» **TASK REQUIREMENTS**
1/ Translate this sentence from the Mendix agency article into Spanish: "Low-code technology allows users to design and build software applications using a graphic user interface as opposed to writing code by hand."
2/ According to the Mendix agency article, when did Siemens acquire Mendix, and for what price?
3/ Write out everything in the Mendix agency article from "Mendix is a" down to "code by hand.".

(GIVEN TEXT Opens)

BOSTON: Software company Mendix has named Bospar as its AOR in North America.
Mendix is a low-code application-development platform company that was acquired by German tech giant Siemens in October 2018 for $730 million. Low-code technology allows users to design and build software applications using a graphic user interface as opposed to writing code by hand.
Mendix is looking to Bospar to handle three priorities, said Daniel Berkowitz, the company’s senior director of global communications.
“Number one is to start to get visibility for us and this [low code] movement in the business press,” he said. “What we need more than anything are proof points in the market that low code is ready for prime time in the enterprise world. Number two is [to promote] the Mendix World [conference] that is coming up on September 1. They’re going to have to be creative because they have two months to figure that out. The goal is getting 10,000 registered and a lot of that is going to happen through PR and awareness.”
Berkowitz added that the third goal is to optimize awareness in tier-one technology, trade and business media and introduce the company’s culture and its technology.
Mendix’s month-to-month contract with Bospar is a “good third of our PR budget which is over [$1 million] and under two,” Berkowitz said, adding that Mendix also has PR agencies worldwide.
Mendix had worked with Shift Communications, Berkowitz said. But in May, he gave himself a deliberately short deadline to conduct an informal search, contacting Bospar and one other shop that he did not name.
“We started the search 30 days before appointing Bospar,” he said. “[We] separated from our agency, which was a good group, but we just needed a fresh look at the work and how to move the needle.”
A Shift representative could not be reached for comment on the account move.
Berkowitz said the chance to work with Curtis Sparrer, one of the agency’s principals, with whom he has had a long professional relationship, made the firm an appealing partner.
“I’ve wanted to work with Curtis,” he said. “It just became time over the last year and a half to make a change and the pandemic accelerated it. For good or bad, the need to build software is [great] right now.”

(GIVEN TEXT Closes)
(RECORD EXTRACTS Opens)

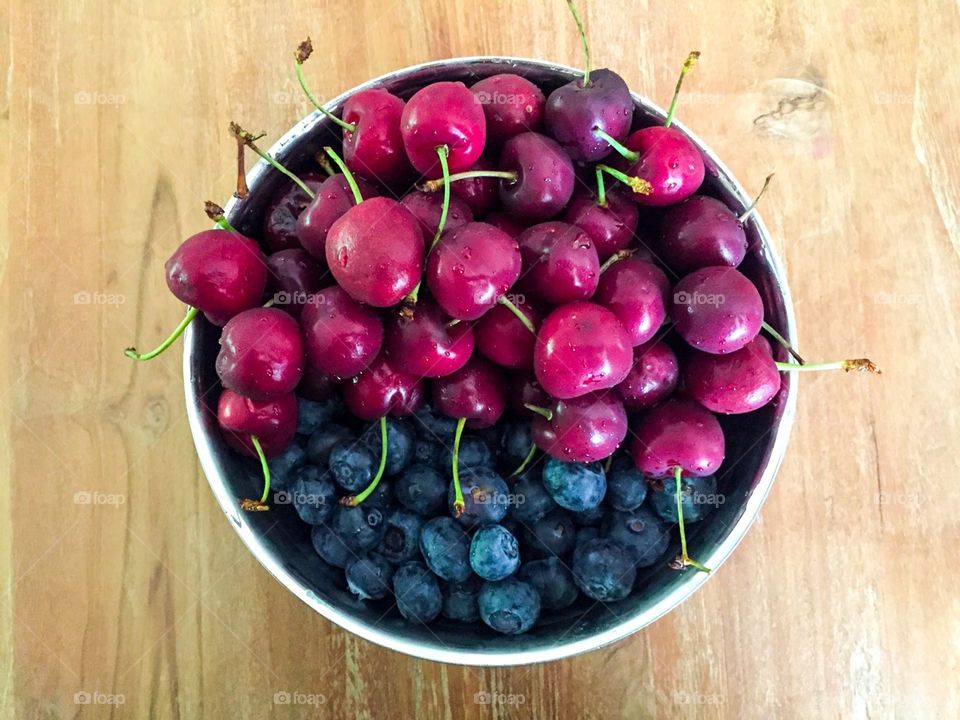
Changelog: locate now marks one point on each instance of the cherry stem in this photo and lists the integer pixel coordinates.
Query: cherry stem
(177, 332)
(458, 504)
(626, 152)
(507, 303)
(685, 559)
(249, 140)
(583, 41)
(858, 364)
(304, 51)
(638, 185)
(355, 500)
(749, 211)
(354, 188)
(434, 185)
(687, 67)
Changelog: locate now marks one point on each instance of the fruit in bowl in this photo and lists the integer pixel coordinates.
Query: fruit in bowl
(493, 394)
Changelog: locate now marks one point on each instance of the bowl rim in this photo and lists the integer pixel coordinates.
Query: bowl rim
(436, 651)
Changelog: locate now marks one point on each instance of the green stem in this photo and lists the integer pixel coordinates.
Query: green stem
(177, 332)
(357, 197)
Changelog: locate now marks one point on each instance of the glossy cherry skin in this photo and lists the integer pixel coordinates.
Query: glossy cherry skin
(261, 353)
(582, 429)
(638, 294)
(575, 111)
(700, 232)
(471, 268)
(375, 252)
(332, 200)
(678, 433)
(340, 335)
(273, 422)
(476, 392)
(653, 377)
(611, 228)
(560, 263)
(740, 382)
(670, 162)
(717, 309)
(219, 272)
(545, 177)
(280, 218)
(502, 338)
(381, 389)
(443, 113)
(581, 347)
(426, 208)
(374, 151)
(511, 104)
(425, 346)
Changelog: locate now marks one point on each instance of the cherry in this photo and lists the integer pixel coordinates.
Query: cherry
(544, 176)
(511, 104)
(443, 113)
(653, 377)
(717, 309)
(382, 389)
(341, 336)
(504, 339)
(582, 429)
(471, 268)
(581, 347)
(425, 345)
(637, 292)
(560, 263)
(678, 434)
(261, 353)
(375, 252)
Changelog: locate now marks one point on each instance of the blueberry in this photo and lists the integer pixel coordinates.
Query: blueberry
(460, 600)
(641, 532)
(575, 486)
(603, 570)
(626, 486)
(361, 528)
(369, 577)
(494, 553)
(553, 535)
(353, 465)
(446, 549)
(422, 489)
(417, 591)
(509, 606)
(401, 538)
(323, 440)
(552, 581)
(399, 443)
(486, 497)
(532, 499)
(698, 497)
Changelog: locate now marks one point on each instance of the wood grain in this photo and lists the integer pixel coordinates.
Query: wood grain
(841, 603)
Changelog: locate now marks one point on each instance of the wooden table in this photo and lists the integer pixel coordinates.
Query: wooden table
(841, 602)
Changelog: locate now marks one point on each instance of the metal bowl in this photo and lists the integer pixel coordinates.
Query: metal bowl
(281, 542)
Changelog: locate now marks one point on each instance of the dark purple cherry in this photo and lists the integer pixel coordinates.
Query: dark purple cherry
(471, 268)
(581, 347)
(717, 309)
(678, 433)
(443, 113)
(545, 176)
(341, 336)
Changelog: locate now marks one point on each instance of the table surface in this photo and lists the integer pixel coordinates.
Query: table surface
(842, 600)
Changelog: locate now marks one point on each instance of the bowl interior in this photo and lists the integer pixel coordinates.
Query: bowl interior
(281, 541)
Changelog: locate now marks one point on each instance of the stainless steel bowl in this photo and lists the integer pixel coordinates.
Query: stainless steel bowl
(756, 443)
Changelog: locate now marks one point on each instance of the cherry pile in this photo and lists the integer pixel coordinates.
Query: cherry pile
(483, 348)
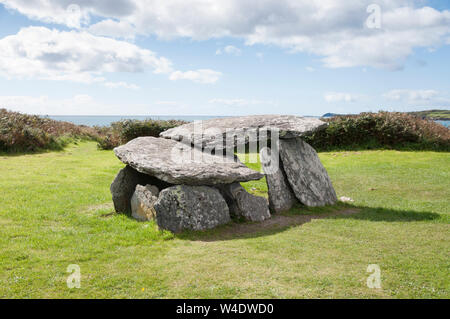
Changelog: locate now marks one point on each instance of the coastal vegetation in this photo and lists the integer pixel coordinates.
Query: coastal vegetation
(382, 130)
(56, 210)
(443, 115)
(30, 133)
(124, 131)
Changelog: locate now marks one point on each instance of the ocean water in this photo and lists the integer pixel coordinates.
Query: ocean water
(445, 123)
(106, 120)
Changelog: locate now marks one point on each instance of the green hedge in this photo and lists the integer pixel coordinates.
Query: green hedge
(124, 131)
(380, 130)
(29, 133)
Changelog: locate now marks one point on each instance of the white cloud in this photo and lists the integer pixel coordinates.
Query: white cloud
(121, 84)
(111, 28)
(334, 30)
(82, 104)
(418, 97)
(38, 52)
(78, 104)
(241, 102)
(333, 97)
(206, 76)
(230, 50)
(42, 53)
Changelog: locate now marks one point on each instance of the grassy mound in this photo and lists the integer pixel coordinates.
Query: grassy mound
(28, 133)
(381, 130)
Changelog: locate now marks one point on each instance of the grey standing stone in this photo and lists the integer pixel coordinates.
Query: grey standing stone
(184, 207)
(177, 163)
(142, 202)
(281, 197)
(243, 204)
(306, 175)
(124, 185)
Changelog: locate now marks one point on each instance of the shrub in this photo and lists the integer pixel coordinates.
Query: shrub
(381, 130)
(124, 131)
(28, 133)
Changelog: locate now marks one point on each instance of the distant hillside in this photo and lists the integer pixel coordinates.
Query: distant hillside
(433, 114)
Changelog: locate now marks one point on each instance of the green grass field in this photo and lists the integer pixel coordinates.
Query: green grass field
(55, 210)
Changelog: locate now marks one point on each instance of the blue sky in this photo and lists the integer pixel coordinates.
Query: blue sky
(133, 57)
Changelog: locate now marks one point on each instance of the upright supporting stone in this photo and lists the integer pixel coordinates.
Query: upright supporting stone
(142, 202)
(124, 185)
(281, 197)
(306, 175)
(245, 205)
(184, 207)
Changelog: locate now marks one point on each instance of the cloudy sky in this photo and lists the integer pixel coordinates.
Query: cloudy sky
(213, 57)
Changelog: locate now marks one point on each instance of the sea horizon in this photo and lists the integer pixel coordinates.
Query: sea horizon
(106, 120)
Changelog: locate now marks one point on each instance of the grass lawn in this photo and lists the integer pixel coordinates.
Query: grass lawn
(55, 211)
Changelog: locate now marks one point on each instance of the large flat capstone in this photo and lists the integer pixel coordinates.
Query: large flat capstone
(178, 163)
(306, 175)
(223, 133)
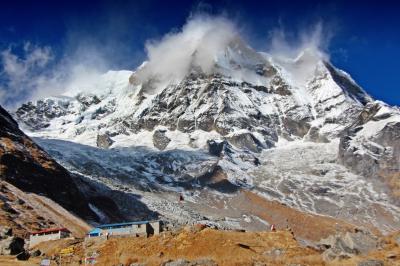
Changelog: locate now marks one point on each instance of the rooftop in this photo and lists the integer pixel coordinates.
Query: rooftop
(121, 224)
(50, 230)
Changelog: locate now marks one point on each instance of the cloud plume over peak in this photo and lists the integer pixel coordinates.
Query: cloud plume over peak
(197, 44)
(30, 71)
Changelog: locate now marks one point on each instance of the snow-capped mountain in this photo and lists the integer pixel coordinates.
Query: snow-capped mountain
(285, 129)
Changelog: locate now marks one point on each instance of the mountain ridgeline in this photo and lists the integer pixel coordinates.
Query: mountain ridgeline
(213, 134)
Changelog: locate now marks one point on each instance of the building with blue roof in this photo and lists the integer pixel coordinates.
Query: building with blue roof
(138, 228)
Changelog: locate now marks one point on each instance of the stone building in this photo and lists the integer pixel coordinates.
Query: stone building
(48, 234)
(141, 228)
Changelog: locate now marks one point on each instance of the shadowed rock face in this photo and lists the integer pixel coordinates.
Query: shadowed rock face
(160, 140)
(104, 141)
(28, 167)
(371, 146)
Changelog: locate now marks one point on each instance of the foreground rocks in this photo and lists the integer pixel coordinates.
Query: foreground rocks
(346, 245)
(371, 146)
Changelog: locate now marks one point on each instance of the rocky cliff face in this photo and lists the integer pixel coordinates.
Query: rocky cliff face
(371, 145)
(28, 167)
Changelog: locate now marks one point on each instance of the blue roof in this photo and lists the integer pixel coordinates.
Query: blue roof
(121, 224)
(95, 231)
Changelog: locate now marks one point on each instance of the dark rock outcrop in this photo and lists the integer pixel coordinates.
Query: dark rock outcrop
(25, 165)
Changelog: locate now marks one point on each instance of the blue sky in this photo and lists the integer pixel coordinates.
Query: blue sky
(361, 37)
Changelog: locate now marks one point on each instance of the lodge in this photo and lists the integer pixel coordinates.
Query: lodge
(140, 228)
(48, 234)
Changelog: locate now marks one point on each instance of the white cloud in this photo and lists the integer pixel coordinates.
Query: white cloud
(197, 44)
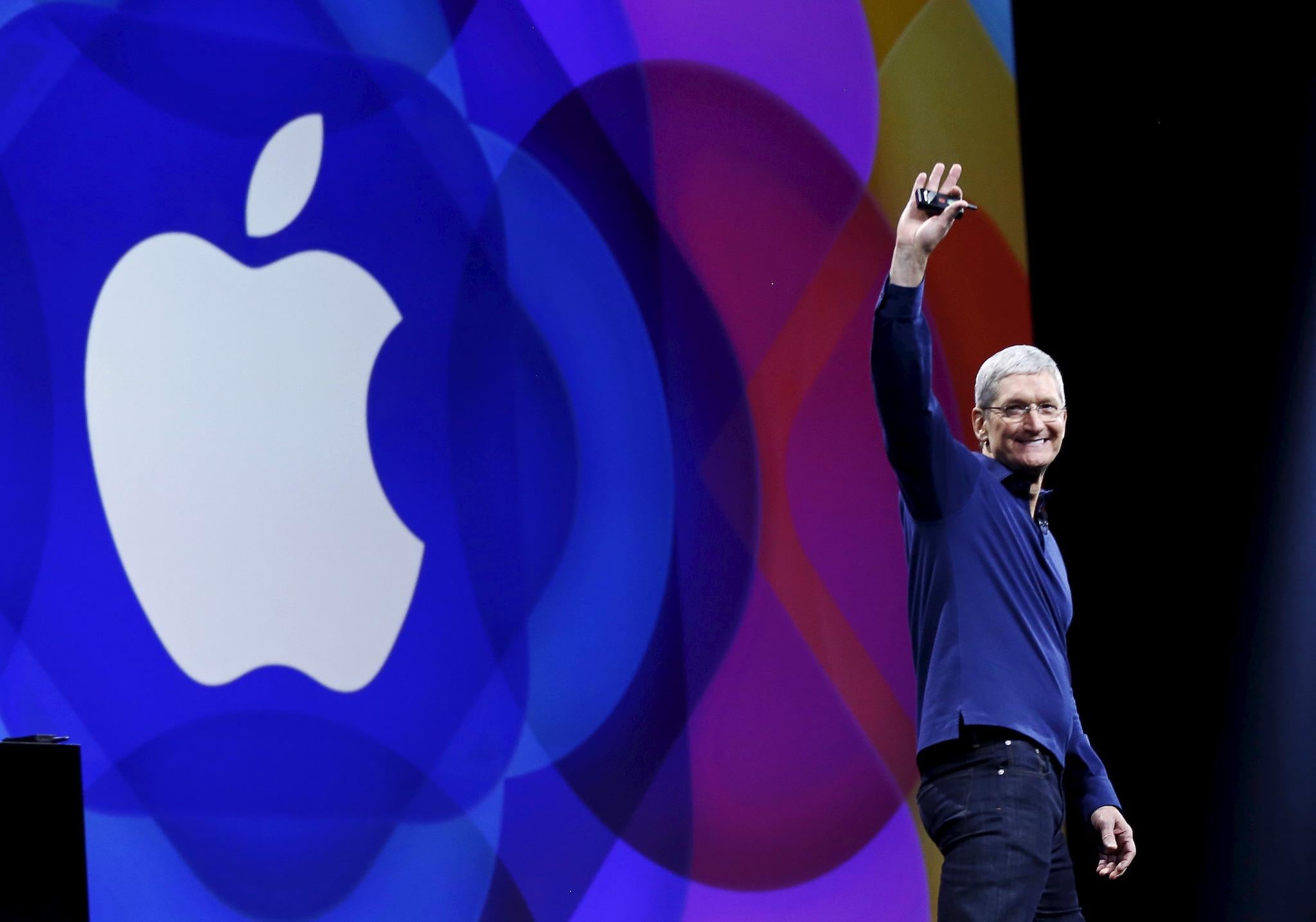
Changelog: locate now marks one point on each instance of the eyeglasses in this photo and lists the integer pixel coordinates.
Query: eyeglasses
(1017, 412)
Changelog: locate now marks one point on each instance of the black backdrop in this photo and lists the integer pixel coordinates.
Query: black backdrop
(1170, 252)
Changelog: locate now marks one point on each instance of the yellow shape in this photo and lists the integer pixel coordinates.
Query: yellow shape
(947, 95)
(887, 19)
(930, 856)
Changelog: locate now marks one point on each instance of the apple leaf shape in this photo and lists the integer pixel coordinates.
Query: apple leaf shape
(285, 175)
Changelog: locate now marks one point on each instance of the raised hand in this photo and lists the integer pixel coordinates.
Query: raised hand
(918, 232)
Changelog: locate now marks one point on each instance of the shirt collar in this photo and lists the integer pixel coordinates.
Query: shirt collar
(1019, 484)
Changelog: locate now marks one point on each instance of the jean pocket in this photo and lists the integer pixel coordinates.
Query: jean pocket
(944, 800)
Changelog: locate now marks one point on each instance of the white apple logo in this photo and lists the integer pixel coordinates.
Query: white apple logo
(227, 414)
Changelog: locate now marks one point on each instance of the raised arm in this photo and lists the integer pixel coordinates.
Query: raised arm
(929, 462)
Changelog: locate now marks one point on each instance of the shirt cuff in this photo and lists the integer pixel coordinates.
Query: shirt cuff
(899, 303)
(1098, 793)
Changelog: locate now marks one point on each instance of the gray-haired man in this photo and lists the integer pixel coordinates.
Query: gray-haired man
(989, 610)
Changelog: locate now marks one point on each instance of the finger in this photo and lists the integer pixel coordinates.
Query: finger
(954, 208)
(919, 182)
(935, 177)
(952, 178)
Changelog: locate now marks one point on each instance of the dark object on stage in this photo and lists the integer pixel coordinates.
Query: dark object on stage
(36, 738)
(939, 202)
(45, 847)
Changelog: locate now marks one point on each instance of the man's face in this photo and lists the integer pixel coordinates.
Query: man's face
(1027, 443)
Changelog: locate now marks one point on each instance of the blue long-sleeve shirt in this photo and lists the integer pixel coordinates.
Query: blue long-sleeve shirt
(989, 595)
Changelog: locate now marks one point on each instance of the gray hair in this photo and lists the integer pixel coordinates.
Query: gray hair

(RECORD EXTRACTS Closes)

» **OUTPUTS BY TASK**
1/ La tecnología low-code permite a los usuarios diseñar y crear aplicaciones de software mediante una interfaz gráfica de usuario en lugar de escribir código a mano.

2/ Siemens acquired Mendix in October 2018 for $730 million.

3/
Mendix is a low-code application-development platform company that was acquired by German tech giant Siemens in October 2018 for $730 million. Low-code technology allows users to design and build software applications using a graphic user interface as opposed to writing code by hand.